_EXERCISE PROMPT_
Write out the whole listing exactly.

● ● ● ● ●

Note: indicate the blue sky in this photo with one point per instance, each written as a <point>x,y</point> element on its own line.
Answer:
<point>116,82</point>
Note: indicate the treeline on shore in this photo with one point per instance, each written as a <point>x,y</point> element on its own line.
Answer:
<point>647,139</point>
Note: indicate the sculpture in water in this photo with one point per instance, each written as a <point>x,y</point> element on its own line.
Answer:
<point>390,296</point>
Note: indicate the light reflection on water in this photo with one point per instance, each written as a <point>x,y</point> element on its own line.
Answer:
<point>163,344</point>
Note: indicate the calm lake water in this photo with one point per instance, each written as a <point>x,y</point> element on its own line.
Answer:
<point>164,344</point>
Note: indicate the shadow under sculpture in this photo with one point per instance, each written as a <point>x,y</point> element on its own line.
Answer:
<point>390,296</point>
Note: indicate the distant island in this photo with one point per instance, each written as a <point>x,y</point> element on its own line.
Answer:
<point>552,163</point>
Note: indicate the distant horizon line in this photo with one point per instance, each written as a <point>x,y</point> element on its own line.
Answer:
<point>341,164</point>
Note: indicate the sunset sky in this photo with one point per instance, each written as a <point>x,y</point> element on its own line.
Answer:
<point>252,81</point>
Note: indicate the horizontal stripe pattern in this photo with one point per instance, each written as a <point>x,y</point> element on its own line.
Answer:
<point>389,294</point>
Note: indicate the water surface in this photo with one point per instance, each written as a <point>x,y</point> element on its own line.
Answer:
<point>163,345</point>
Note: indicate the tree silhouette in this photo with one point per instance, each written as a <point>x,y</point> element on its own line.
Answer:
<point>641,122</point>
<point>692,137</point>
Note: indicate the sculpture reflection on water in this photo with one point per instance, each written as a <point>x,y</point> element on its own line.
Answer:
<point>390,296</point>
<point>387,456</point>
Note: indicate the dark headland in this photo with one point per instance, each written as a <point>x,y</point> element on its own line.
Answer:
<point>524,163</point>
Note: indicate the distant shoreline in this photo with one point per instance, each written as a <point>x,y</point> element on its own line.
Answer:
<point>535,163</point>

● ● ● ● ●

_COMPLETED EXERCISE_
Note: indicate the blue sky in this photo with one point per instance, each written as a <point>x,y</point> element on its own line.
Answer:
<point>116,82</point>
Note: indicate the treeline on shore in this photo with one point per instance, each written as a <point>x,y</point> element on its own line.
Answer:
<point>647,139</point>
Note: indicate the sculpture in water in this photo with one point per instance, each written as a <point>x,y</point> element on its own line.
Answer:
<point>390,296</point>
Note: indicate the light reflection on water in this photo with one point per instance, each written as a <point>x,y</point> element on its own line.
Answer:
<point>163,344</point>
Note: indicate the calm lake water in this photo with one point per instance, each written as a <point>x,y</point> element on its own line.
Answer:
<point>164,344</point>
Note: indicate the shadow under sculpture in this photo with one point per instance, each written as a <point>x,y</point> element on its own line.
Answer:
<point>390,296</point>
Note: indicate the distant island in this photo with one point per instance, each written as a <point>x,y</point> element on its own line.
Answer:
<point>552,163</point>
Note: indicate the distant horizon line in this photo with one point per instance, each written as a <point>x,y</point> element on its own line.
Answer:
<point>341,164</point>
Note: indicate the sunset sky in this photo with one point per instance, each written as a <point>x,y</point> element on its own line.
Answer:
<point>252,81</point>
Note: indicate the horizontal stripe pattern in this photo with one point per instance, each written as a <point>x,y</point> element on its own line.
Answer:
<point>389,294</point>
Note: indicate the water surface in this photo with one point per instance, each written as a <point>x,y</point> element on its own line.
Answer:
<point>163,345</point>
Note: indicate the tree silhouette in this photo with one point per instance, each written as a <point>x,y</point> element on its own line.
Answer:
<point>641,122</point>
<point>692,137</point>
Note: indicate the sculpture reflection on water in this photo with one point per instance, each written as a <point>x,y</point> element on its own line.
Answer:
<point>390,296</point>
<point>387,456</point>
Note: indicate the dark headland in this photo with one point per instance, each written as a <point>x,y</point> element on its own line.
Answer:
<point>524,163</point>
Note: indicate the distant shoreline in this photo with one point per instance, each written as a <point>x,y</point> element on its own line.
Answer:
<point>535,163</point>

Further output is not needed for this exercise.